**TASK REQUIREMENTS**: Repeat the entries below word for word, though any picture in them should be dropped.

**DATA TO PROCESS**:
════

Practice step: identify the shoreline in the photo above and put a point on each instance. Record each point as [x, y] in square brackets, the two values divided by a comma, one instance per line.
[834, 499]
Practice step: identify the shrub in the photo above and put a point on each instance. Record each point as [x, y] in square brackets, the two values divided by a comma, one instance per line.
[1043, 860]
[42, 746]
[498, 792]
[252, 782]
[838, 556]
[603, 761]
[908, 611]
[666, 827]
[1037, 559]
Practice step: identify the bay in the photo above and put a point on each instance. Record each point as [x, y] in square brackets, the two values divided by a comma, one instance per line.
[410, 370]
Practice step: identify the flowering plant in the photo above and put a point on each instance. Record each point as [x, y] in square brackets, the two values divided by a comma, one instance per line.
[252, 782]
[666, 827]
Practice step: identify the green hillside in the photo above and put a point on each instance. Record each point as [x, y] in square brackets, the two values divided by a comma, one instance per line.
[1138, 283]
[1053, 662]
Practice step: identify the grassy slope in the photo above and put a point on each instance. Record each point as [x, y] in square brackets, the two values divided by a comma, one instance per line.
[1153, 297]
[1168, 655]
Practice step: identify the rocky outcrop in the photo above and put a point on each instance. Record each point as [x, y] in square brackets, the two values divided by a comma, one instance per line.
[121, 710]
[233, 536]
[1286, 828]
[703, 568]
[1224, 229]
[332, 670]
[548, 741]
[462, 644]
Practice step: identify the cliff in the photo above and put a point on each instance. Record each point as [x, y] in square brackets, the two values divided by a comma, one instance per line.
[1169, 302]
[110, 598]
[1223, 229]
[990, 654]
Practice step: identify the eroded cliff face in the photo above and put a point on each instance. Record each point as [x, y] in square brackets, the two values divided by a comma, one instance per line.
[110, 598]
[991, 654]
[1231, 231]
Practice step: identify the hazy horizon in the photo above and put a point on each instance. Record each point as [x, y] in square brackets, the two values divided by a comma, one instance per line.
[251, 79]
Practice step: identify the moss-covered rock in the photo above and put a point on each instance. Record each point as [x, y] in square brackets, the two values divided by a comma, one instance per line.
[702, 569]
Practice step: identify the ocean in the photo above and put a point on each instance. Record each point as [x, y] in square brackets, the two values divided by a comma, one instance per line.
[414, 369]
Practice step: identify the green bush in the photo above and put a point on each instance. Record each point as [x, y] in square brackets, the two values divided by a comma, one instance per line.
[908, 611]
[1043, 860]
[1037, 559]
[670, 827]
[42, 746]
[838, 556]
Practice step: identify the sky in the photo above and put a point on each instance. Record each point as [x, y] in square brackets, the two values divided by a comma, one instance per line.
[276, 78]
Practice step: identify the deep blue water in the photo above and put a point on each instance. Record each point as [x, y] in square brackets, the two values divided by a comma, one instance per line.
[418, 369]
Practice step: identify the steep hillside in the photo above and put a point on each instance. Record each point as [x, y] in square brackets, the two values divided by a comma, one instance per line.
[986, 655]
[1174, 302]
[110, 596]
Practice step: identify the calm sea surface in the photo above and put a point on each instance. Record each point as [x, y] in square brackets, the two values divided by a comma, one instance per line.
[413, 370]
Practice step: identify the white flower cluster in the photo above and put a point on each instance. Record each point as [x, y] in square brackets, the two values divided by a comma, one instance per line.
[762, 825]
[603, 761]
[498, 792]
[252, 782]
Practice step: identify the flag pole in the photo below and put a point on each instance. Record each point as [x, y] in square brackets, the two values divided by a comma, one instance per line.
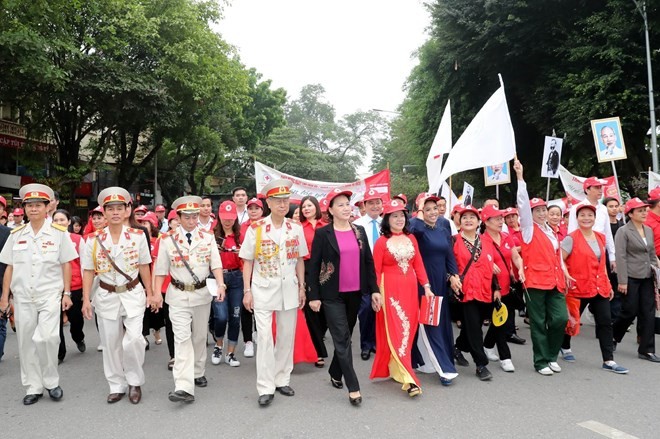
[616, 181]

════

**SOLVED PROBLEM**:
Practice step: identify the shoreline in the photo above and put a point on each instance. Record each point as [x, y] in square brackets, the two values divided by a comma, one instance per line.
[834, 499]
Practice step: identify the shrub in the photo above and put a point on each instance. Record each point as [x, y] in square brackets, the two values divided by a comma, one instance per line.
[1043, 860]
[42, 746]
[498, 792]
[252, 782]
[838, 556]
[603, 761]
[908, 611]
[666, 827]
[1037, 559]
Practice step: identify the bay in the photo above and put a point on each instance. Record each point as [x, y] in square brackets, the two values divided by a comma, one instance per line.
[410, 370]
Practice step: identify the flowering plant in the photo above and put a point on each instance. Record each point as [x, y] in square brackets, the two values divided by a comma, one instance per line.
[252, 782]
[666, 827]
Practice step: identify the green hillside in the photo above and put a point on each instance. Record each point as [x, y] in square brackets, the two values divided by a comma, one instance per line.
[1138, 283]
[1053, 662]
Practice step: identify the grassy slope in the photo above and put a point on each instance. Record each point as [x, y] in square brackets, the two values divided by a comma, one instance per line.
[1153, 297]
[1168, 655]
Practice step: identify the rocky outcrop in the photo above and put a point on each instance. Record each point as [x, y] in square brackets, the two values divided by a comma, one instance per line.
[121, 710]
[233, 536]
[1286, 828]
[703, 568]
[1224, 229]
[332, 670]
[548, 741]
[462, 644]
Practice step: identify the cliff in the photo above and put a point on each instance. Record each point as [x, y] in square brackets, the two values divided by a comma, one instance per line.
[1169, 302]
[110, 598]
[1223, 229]
[990, 654]
Practice step: identify the eroded cliff face in the photo above and put a point on each instance. Record each point as [x, y] in square brackets, the two values divided by a comma, one instance per line.
[110, 598]
[991, 654]
[1231, 231]
Practice step: identify the hazy horizon in the photo above and put a point on each instance. Record each point as [x, y] in square brackets, the two values divided by a comma, one instance per line.
[251, 79]
Practice step: identify the moss-covered rock in the photo above and put a point on each instance. Record each point as [x, y] in square brackets, the two values divided by a comma, one instance per line.
[702, 569]
Practice step: identify the ocean in the photo above and put a point on each instance. Record each point as [x, y] in square brackets, the two values divided by a comma, one instance per line.
[414, 369]
Practice step: identify the green bush in the photo above and put a point on each instance. Record each point as [x, y] in square brackets, the two values divided by a comma, one instance per line.
[908, 611]
[1043, 860]
[1037, 559]
[670, 827]
[42, 746]
[838, 556]
Practice step: identify the sky in the photo above and put a point on each instance. Record each point as [x, y] in square brackets, the two values divided by a comma, one instance per line.
[276, 78]
Practice step: identify the deep blue water in the photo above and put a point on each instance. Record each point as [x, y] in square brackets, the two values divided by a comma, one instance per line.
[418, 369]
Practice step: identify the steep hillside in the photo above and put a point on each instance. Record each point as [x, y] in square brackets, the two values divided by a comma, one instance per line.
[986, 655]
[1174, 302]
[110, 596]
Practice step: identify the calm sea surface in the photo above and put a point on each instance. Record each point as [x, y] in square brackets, the two values divided by a comma, one instance per line.
[413, 370]
Practice step: identify the white flower cluster in the photo above and put a point on each instance. Record each point as [x, y] in square brackets, the two values divided by a comma, one instance per line.
[762, 825]
[603, 761]
[498, 792]
[252, 782]
Practice step: identify the flag pole in the photo below and put a point on each instance. Record each point as [x, y] in square brackets, the two values divided by a comma, one instance per line.
[616, 181]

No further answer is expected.